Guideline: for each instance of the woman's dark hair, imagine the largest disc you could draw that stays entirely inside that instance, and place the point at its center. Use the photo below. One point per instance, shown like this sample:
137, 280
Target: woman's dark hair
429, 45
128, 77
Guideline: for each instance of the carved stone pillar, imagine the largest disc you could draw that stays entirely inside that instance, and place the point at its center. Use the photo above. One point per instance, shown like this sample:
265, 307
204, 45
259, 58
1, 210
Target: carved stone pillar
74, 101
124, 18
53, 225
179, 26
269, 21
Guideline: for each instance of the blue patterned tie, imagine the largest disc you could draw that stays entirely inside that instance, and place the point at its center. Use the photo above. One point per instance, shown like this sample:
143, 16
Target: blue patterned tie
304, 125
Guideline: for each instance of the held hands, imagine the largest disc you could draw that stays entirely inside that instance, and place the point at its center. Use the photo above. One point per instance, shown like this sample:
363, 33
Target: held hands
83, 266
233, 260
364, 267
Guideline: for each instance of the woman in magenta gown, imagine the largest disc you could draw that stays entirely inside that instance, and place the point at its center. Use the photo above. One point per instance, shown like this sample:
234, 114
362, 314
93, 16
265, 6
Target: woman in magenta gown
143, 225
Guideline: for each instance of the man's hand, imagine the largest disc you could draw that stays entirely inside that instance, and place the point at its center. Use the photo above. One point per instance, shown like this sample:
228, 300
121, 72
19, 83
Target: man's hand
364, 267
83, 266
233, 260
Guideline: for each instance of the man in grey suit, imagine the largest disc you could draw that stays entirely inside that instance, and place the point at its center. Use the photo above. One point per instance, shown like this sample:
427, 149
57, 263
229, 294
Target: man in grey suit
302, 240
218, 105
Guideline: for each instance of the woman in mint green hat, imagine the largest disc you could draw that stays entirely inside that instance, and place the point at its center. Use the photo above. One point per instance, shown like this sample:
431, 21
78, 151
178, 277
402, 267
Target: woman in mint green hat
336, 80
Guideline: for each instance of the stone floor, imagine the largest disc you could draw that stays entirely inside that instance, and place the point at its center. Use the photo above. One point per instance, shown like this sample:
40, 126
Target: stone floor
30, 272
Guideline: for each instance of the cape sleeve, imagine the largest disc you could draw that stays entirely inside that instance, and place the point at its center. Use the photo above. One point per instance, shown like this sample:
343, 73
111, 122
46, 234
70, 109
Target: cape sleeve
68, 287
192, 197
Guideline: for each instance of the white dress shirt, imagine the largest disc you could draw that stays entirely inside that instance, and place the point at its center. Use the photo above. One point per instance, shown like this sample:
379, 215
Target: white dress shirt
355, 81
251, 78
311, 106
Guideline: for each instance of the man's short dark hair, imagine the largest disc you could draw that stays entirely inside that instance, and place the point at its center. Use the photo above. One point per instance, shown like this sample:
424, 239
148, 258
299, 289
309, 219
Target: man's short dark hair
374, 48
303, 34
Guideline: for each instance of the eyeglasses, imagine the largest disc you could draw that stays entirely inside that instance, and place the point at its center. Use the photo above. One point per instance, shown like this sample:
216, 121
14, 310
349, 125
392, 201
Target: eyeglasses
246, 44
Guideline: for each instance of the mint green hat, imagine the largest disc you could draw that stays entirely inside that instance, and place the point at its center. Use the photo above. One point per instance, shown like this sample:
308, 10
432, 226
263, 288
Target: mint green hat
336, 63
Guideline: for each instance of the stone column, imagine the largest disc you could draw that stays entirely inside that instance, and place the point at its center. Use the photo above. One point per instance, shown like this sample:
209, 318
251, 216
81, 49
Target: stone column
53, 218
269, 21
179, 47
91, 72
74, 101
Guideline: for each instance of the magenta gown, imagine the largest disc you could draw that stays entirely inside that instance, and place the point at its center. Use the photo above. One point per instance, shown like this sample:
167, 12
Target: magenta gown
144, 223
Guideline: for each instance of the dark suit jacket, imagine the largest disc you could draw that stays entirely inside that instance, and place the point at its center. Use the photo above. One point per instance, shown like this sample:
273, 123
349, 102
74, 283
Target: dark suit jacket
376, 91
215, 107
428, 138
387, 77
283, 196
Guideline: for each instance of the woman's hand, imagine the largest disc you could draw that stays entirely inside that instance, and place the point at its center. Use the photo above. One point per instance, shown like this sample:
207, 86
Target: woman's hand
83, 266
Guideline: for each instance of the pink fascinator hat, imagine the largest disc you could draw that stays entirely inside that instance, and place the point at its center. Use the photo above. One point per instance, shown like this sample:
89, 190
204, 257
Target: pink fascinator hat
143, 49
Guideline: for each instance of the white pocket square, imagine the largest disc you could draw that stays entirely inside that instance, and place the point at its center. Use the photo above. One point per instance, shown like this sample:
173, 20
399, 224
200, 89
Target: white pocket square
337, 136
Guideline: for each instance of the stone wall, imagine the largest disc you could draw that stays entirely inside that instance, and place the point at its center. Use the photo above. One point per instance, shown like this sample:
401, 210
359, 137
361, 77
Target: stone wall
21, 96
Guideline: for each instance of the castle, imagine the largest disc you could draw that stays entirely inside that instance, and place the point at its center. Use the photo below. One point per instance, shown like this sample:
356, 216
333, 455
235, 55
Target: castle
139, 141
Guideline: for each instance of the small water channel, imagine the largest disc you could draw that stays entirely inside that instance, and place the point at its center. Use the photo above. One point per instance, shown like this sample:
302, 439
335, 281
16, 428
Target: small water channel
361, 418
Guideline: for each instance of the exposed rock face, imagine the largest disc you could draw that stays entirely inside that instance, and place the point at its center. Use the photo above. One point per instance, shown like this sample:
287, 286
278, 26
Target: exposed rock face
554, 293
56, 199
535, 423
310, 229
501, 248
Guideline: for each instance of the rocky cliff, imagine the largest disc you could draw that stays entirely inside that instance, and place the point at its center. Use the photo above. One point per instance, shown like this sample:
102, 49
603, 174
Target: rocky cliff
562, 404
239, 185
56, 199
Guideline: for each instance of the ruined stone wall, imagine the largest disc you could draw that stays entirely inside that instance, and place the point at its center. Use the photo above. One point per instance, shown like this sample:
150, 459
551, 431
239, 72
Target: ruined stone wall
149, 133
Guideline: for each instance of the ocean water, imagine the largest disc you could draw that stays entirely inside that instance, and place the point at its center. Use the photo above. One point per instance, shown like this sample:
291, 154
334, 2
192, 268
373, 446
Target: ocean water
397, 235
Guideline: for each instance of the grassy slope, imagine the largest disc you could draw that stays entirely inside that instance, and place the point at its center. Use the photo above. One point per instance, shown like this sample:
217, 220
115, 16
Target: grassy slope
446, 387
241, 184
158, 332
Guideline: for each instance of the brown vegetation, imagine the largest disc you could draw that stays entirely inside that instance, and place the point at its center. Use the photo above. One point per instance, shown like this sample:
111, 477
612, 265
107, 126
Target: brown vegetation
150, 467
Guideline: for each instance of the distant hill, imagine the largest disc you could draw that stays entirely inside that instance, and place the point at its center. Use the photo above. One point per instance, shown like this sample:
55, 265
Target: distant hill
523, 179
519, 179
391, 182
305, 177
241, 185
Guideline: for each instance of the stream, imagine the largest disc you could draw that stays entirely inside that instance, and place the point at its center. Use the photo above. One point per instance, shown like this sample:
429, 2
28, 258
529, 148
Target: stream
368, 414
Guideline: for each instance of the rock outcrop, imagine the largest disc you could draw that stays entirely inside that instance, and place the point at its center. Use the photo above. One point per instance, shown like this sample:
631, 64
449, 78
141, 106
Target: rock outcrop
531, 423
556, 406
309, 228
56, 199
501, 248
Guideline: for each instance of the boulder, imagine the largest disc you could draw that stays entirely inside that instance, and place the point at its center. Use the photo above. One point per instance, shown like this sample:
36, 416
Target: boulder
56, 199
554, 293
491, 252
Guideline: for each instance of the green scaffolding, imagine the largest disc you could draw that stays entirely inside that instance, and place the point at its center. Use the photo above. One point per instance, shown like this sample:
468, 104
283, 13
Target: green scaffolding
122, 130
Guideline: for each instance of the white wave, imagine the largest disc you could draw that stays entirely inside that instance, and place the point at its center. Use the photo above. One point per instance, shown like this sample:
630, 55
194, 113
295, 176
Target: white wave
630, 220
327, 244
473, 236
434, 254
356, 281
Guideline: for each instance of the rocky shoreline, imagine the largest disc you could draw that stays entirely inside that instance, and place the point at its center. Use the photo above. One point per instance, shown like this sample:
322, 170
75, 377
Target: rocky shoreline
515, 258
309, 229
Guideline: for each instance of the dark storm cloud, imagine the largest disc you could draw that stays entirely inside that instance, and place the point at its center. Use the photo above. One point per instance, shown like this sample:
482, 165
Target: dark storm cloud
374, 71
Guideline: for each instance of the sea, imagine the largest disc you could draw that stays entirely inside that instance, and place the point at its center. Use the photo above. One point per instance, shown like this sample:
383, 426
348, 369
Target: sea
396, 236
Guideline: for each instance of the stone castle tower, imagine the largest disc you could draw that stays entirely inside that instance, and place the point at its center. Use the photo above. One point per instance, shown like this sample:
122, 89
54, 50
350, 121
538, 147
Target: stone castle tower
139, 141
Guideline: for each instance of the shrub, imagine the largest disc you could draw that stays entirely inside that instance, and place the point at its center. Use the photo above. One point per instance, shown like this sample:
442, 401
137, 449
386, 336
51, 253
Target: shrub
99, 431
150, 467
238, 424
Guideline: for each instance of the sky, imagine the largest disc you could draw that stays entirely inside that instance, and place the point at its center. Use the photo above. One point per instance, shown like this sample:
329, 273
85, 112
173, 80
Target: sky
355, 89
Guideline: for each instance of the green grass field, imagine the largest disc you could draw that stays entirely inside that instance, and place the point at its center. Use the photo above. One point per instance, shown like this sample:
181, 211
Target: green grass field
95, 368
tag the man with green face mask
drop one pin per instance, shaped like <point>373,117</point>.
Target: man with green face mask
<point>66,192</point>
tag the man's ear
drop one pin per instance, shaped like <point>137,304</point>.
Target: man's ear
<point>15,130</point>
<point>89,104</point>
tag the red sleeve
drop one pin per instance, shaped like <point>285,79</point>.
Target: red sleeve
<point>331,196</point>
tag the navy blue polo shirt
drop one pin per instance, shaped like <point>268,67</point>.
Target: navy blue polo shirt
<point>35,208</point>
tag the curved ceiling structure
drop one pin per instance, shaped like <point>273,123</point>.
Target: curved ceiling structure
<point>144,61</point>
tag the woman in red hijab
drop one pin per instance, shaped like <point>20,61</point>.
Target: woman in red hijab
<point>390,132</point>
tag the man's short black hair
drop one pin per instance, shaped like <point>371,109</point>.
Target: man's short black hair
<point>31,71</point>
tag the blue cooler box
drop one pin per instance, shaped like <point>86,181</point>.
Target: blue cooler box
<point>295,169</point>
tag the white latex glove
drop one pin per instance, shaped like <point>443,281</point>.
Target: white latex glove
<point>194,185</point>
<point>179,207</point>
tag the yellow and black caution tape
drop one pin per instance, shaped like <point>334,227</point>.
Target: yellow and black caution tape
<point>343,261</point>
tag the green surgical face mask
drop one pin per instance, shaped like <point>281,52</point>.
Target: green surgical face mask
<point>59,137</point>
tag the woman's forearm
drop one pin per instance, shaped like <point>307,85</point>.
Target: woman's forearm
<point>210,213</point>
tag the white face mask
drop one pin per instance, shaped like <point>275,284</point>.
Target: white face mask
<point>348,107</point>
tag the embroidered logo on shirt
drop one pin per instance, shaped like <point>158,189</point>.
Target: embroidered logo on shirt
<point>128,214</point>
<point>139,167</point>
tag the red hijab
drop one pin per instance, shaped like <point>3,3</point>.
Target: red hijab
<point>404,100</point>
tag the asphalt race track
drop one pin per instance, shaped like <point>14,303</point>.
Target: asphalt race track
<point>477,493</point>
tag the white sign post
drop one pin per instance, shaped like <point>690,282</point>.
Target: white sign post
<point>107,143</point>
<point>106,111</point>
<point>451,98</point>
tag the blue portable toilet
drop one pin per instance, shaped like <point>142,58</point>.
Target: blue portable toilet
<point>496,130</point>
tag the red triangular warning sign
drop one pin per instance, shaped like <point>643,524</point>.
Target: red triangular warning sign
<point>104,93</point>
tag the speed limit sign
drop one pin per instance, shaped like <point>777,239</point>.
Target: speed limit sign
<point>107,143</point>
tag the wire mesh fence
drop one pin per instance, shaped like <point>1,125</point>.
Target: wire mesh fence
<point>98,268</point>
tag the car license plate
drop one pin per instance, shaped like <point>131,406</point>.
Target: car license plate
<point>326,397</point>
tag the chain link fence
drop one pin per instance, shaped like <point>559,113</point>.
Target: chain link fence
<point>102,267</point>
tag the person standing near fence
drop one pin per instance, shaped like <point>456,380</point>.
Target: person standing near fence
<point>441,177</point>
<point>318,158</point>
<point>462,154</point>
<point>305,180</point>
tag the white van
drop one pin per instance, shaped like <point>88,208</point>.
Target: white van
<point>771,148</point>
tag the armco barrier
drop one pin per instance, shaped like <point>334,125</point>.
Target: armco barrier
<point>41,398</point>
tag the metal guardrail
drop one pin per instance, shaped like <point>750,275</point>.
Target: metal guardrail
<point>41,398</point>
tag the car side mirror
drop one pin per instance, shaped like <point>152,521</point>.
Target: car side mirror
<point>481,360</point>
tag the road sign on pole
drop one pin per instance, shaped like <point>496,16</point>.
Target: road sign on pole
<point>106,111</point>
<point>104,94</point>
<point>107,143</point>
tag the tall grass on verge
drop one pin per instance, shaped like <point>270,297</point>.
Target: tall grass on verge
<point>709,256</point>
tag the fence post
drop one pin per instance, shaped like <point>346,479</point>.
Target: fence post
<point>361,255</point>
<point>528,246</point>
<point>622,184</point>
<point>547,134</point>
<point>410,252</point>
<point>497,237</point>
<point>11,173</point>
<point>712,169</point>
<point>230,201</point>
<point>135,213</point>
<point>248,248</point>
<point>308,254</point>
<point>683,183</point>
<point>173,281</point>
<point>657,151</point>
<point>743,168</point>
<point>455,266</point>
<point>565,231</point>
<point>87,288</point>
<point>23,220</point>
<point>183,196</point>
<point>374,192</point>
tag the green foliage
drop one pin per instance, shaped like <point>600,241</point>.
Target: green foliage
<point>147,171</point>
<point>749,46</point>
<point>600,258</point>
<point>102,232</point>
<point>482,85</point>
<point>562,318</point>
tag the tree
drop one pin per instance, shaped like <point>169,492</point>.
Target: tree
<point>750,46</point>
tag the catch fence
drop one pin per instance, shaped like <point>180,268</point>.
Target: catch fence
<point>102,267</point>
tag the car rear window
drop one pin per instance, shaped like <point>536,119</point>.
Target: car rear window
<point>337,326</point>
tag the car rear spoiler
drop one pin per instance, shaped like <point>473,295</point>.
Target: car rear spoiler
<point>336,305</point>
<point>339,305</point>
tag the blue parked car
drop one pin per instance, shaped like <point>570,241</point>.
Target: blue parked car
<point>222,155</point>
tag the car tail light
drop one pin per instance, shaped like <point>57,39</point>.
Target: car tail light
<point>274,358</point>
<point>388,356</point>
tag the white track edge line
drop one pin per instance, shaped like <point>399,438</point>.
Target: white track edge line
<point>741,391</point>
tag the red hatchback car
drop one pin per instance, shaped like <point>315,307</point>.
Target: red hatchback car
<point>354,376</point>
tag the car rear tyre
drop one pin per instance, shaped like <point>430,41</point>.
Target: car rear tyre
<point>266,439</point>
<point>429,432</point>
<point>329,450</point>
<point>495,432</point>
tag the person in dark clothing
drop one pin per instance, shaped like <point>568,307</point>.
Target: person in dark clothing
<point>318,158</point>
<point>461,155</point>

## PROBLEM TO WORK ON
Could you reproduce the records from the line with "tag the red sleeve" up to and including the line with "<point>477,493</point>", renaming "pin" to "marker" and leaving everything else unchanged?

## ANSWER IN FULL
tag the red sleeve
drop one marker per instance, shaped like <point>285,79</point>.
Target: red sleeve
<point>331,196</point>
tag the navy blue polo shirt
drop one marker per instance, shaped like <point>268,67</point>.
Target: navy blue polo shirt
<point>35,208</point>
tag the curved ceiling structure
drop one marker per instance, shaped like <point>273,123</point>.
Target: curved ceiling structure
<point>144,61</point>
tag the woman in red hijab
drop one marker per instance, shaped like <point>20,61</point>.
Target: woman in red hijab
<point>390,132</point>
tag the man's short black hair
drop one marker per instance, shaped like <point>371,109</point>.
Target: man's short black hair
<point>31,71</point>
tag the blue cooler box
drop one marker per instance, shaped like <point>86,181</point>.
Target: blue cooler box
<point>295,169</point>
tag the white latex glove
drop one marker per instance, shaped like <point>443,281</point>.
Target: white latex glove
<point>194,185</point>
<point>179,207</point>
tag the yellow and black caution tape
drop one marker per instance, shaped like <point>334,227</point>.
Target: yellow and black caution tape
<point>343,261</point>
tag the green surgical face mask
drop one marker per instance, shaped like <point>281,52</point>.
Target: green surgical face mask
<point>59,137</point>
tag the woman's forearm
drop one marker per instance, shaped like <point>307,85</point>.
Target: woman's forearm
<point>210,213</point>
tag the white face mask
drop one marker per instance, shaped like <point>275,284</point>.
Target: white face mask
<point>348,107</point>
tag the embroidered logo on shirt
drop one marker per instance, shaped like <point>158,189</point>.
Target: embroidered logo on shirt
<point>128,214</point>
<point>139,167</point>
tag the red hijab
drop one marker per instance, shaped like <point>3,3</point>.
Target: red hijab
<point>404,100</point>
tag the asphalt race track
drop one marker per instance, shaped like <point>14,303</point>.
Target: asphalt race track
<point>477,493</point>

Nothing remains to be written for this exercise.